— start MATERIAL TO PROCESS —

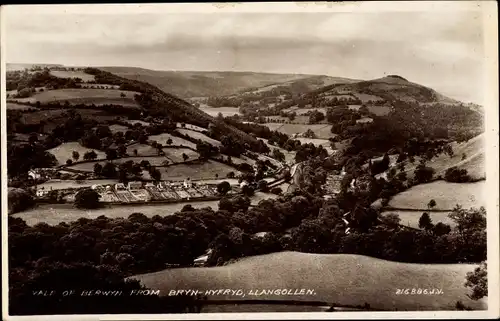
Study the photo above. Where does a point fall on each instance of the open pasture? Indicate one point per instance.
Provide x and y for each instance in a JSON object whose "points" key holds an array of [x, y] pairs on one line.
{"points": [[84, 96], [335, 278], [198, 135], [64, 152]]}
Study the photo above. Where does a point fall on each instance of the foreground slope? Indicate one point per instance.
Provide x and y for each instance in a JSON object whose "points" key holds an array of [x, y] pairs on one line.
{"points": [[187, 84], [342, 279]]}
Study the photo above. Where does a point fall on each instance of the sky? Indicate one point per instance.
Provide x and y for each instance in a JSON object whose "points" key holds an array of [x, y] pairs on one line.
{"points": [[442, 49]]}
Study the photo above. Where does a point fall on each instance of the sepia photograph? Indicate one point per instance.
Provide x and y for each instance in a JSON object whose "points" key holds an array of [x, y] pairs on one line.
{"points": [[258, 160]]}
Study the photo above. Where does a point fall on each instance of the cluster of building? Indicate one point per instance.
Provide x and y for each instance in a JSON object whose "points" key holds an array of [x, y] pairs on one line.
{"points": [[146, 192]]}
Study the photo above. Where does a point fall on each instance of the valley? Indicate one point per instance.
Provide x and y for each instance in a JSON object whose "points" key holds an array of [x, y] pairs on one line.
{"points": [[248, 181]]}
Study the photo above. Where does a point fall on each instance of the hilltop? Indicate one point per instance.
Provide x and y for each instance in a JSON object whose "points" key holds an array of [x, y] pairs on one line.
{"points": [[343, 279], [188, 84]]}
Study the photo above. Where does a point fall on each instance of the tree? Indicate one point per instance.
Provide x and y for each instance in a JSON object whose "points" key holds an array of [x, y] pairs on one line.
{"points": [[97, 169], [111, 154], [75, 155], [223, 188], [478, 282], [87, 198], [425, 221], [90, 155]]}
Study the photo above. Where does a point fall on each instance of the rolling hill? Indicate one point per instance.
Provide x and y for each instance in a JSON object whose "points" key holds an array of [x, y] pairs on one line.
{"points": [[342, 279], [188, 84], [388, 88]]}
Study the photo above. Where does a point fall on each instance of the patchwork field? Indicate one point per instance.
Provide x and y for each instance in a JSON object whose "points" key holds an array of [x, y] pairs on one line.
{"points": [[73, 74], [225, 111], [115, 128], [196, 171], [65, 184], [335, 278], [54, 214], [176, 141], [137, 121], [64, 152], [446, 195], [197, 135], [410, 218], [469, 155], [14, 106], [175, 154], [84, 96], [154, 161]]}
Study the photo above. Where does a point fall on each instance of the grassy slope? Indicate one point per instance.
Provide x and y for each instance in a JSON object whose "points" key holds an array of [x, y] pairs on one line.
{"points": [[446, 195], [188, 84], [337, 278], [84, 96]]}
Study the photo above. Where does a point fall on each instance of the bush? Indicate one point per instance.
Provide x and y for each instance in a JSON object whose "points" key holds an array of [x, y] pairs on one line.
{"points": [[19, 200], [87, 198], [456, 175]]}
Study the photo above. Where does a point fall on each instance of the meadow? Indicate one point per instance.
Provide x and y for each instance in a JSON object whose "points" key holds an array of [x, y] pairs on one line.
{"points": [[176, 141], [72, 74], [197, 135], [446, 195], [225, 111], [335, 278], [84, 96], [64, 152], [196, 171], [411, 218]]}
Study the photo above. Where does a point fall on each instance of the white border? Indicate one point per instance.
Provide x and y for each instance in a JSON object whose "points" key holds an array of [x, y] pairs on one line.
{"points": [[490, 19]]}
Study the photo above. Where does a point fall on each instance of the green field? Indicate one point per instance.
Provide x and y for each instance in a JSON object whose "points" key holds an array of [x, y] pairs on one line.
{"points": [[14, 106], [176, 141], [410, 218], [335, 278], [474, 161], [225, 111], [72, 74], [118, 128], [56, 184], [196, 171], [197, 135], [64, 152], [446, 195], [154, 161], [54, 214], [175, 154], [84, 96]]}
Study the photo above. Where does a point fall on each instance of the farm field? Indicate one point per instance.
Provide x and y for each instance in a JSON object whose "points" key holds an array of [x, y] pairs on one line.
{"points": [[115, 128], [196, 171], [474, 161], [64, 184], [84, 96], [177, 141], [340, 278], [64, 151], [175, 154], [379, 110], [410, 218], [446, 195], [192, 127], [137, 121], [225, 111], [73, 74], [89, 166], [197, 135], [14, 106], [54, 214]]}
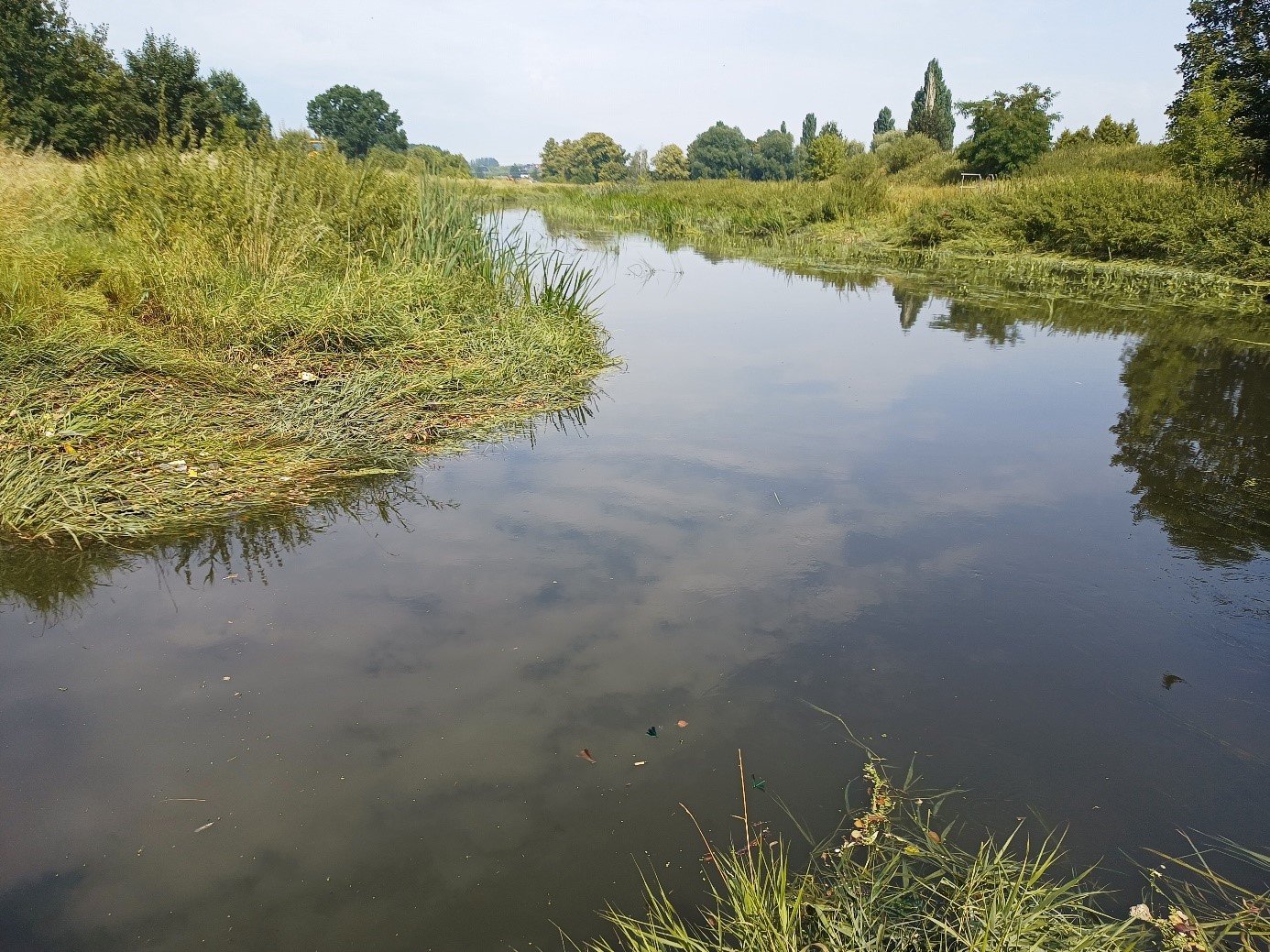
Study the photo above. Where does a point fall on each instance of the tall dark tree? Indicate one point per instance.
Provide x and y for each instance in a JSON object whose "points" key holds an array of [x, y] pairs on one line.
{"points": [[60, 86], [933, 108], [719, 152], [357, 121], [1010, 129], [1227, 53], [773, 157], [170, 99], [234, 102]]}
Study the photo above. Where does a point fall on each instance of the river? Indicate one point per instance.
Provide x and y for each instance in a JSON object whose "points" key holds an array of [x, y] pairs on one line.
{"points": [[1027, 560]]}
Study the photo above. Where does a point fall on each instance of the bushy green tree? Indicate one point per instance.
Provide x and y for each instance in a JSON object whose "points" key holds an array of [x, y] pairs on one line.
{"points": [[1109, 132], [233, 102], [670, 164], [719, 152], [170, 101], [1226, 59], [933, 108], [357, 121], [1010, 129], [593, 158], [773, 157], [897, 151], [1208, 131], [60, 86]]}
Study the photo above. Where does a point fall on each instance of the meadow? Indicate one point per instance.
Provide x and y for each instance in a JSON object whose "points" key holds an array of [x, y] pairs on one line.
{"points": [[190, 338]]}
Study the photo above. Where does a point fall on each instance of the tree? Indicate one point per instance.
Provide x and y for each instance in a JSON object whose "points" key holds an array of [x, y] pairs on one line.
{"points": [[233, 102], [1009, 131], [808, 129], [826, 158], [1208, 131], [1227, 51], [670, 164], [170, 99], [773, 157], [593, 158], [1111, 132], [60, 86], [933, 108], [719, 152], [357, 121]]}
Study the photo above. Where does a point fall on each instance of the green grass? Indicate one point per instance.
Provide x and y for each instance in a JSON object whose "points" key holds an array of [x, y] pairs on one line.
{"points": [[188, 338], [1099, 224], [893, 879]]}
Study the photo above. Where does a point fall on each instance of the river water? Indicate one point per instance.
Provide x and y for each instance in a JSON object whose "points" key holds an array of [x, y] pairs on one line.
{"points": [[1030, 562]]}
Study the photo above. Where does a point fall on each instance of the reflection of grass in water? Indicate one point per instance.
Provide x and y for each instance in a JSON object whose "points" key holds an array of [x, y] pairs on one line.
{"points": [[58, 580], [892, 880]]}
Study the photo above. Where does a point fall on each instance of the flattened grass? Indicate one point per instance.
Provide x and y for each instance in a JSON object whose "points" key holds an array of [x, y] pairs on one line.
{"points": [[186, 338]]}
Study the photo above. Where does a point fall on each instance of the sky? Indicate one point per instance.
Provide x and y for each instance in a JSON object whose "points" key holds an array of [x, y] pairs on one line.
{"points": [[498, 79]]}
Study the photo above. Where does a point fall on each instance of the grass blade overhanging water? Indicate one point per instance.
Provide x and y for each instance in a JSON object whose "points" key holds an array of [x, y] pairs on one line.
{"points": [[190, 338]]}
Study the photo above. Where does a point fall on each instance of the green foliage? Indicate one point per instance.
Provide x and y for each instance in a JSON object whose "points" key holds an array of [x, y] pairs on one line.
{"points": [[233, 102], [1226, 61], [885, 122], [670, 164], [809, 128], [593, 158], [1208, 131], [1111, 132], [357, 121], [719, 152], [772, 157], [1009, 131], [160, 306], [60, 86], [170, 99], [933, 108], [901, 151]]}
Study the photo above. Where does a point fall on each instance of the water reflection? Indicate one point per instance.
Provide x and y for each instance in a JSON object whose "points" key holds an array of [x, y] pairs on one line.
{"points": [[783, 498], [1197, 434]]}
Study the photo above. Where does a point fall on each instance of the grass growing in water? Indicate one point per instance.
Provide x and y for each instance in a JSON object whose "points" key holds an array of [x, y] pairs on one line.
{"points": [[191, 336], [892, 880]]}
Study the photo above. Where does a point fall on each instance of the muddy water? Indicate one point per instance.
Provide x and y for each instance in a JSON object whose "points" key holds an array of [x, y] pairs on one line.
{"points": [[983, 541]]}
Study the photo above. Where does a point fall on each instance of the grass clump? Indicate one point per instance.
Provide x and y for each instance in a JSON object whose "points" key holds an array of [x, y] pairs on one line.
{"points": [[892, 880], [191, 336]]}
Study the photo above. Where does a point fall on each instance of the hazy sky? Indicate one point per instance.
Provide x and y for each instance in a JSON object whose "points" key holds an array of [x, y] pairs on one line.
{"points": [[497, 78]]}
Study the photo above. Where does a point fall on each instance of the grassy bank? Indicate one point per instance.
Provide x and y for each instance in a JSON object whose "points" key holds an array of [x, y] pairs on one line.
{"points": [[893, 879], [190, 338], [1101, 223]]}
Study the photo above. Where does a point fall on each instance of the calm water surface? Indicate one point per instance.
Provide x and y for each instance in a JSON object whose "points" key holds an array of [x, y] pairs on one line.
{"points": [[982, 542]]}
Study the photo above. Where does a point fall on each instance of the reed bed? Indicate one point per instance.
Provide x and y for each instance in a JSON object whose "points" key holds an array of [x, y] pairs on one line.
{"points": [[192, 336]]}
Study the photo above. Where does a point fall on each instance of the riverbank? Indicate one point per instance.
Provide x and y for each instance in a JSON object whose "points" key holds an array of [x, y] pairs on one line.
{"points": [[190, 338], [1108, 224]]}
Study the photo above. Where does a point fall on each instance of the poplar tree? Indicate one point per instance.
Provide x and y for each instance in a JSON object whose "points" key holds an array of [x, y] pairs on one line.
{"points": [[1226, 56], [933, 108]]}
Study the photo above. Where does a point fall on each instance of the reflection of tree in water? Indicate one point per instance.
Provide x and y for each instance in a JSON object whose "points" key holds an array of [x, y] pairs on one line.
{"points": [[1197, 431], [58, 580]]}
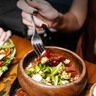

— end MATERIAL TO PROCESS —

> GOAL OF THE EXERCISE: Revise the entries from the line containing "tree in water? Indicate one point per instance." through the end of the entries, replacing "reflection" with "mirror image" and keeping everything else the same. Omit the pictures from your answer.

> THE ANSWER:
Study the photo above. Where does a point fall on each instance of the mirror image of tree in water? Indicate one point per instance.
Provide x and y for each instance in a JSON object whose "points" key holds an array of [x, y] pairs on one line.
{"points": [[1197, 431], [58, 580]]}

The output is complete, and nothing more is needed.